_EXERCISE DETAILS_
This exercise calls for the listing to be set down exactly.

_ENTRIES PROVIDED_
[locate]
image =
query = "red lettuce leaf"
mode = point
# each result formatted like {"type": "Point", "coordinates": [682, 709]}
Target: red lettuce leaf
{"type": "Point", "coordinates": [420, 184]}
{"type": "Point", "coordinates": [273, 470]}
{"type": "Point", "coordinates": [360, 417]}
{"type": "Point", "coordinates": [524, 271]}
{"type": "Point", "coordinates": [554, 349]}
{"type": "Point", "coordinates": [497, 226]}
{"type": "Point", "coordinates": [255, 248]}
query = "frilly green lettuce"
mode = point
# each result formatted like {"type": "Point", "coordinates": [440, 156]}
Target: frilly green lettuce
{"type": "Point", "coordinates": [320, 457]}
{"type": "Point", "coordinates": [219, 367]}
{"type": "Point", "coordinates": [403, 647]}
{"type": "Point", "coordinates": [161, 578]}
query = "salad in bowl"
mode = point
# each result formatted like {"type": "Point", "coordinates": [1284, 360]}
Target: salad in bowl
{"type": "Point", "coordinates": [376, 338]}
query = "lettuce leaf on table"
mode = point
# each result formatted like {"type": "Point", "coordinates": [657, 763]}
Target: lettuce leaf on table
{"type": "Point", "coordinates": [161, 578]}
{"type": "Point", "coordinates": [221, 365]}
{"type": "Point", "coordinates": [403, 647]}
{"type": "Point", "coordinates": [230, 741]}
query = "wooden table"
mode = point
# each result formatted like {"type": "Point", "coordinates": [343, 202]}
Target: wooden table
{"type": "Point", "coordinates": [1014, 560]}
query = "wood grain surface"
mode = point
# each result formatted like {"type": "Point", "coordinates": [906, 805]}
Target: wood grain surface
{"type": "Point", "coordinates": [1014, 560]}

_THE COMPLETED TASK_
[locate]
image =
query = "red lettuce leaf"
mode = point
# each result formatted like {"type": "Point", "coordinates": [682, 709]}
Target: red lettuce leaf
{"type": "Point", "coordinates": [420, 184]}
{"type": "Point", "coordinates": [273, 470]}
{"type": "Point", "coordinates": [360, 417]}
{"type": "Point", "coordinates": [524, 271]}
{"type": "Point", "coordinates": [554, 349]}
{"type": "Point", "coordinates": [497, 226]}
{"type": "Point", "coordinates": [255, 248]}
query = "frilly green lettuce"
mode = point
# each result formatted like {"type": "Point", "coordinates": [440, 156]}
Target: frilly green lettuce
{"type": "Point", "coordinates": [320, 457]}
{"type": "Point", "coordinates": [219, 367]}
{"type": "Point", "coordinates": [403, 647]}
{"type": "Point", "coordinates": [161, 578]}
query = "salad in bowl"
mode = point
# each result formatted like {"type": "Point", "coordinates": [1284, 360]}
Target: salad in bowl
{"type": "Point", "coordinates": [376, 338]}
query = "lettuce leaf on table"
mode = point
# each result formatted like {"type": "Point", "coordinates": [657, 763]}
Target: lettuce leaf on table
{"type": "Point", "coordinates": [161, 578]}
{"type": "Point", "coordinates": [221, 365]}
{"type": "Point", "coordinates": [403, 647]}
{"type": "Point", "coordinates": [230, 741]}
query = "wooden table"
mode = point
# each result formatted like {"type": "Point", "coordinates": [343, 202]}
Target: wooden table
{"type": "Point", "coordinates": [1014, 560]}
query = "wood grain surface"
mode = point
# each result formatted like {"type": "Point", "coordinates": [906, 805]}
Target: wood grain surface
{"type": "Point", "coordinates": [1014, 560]}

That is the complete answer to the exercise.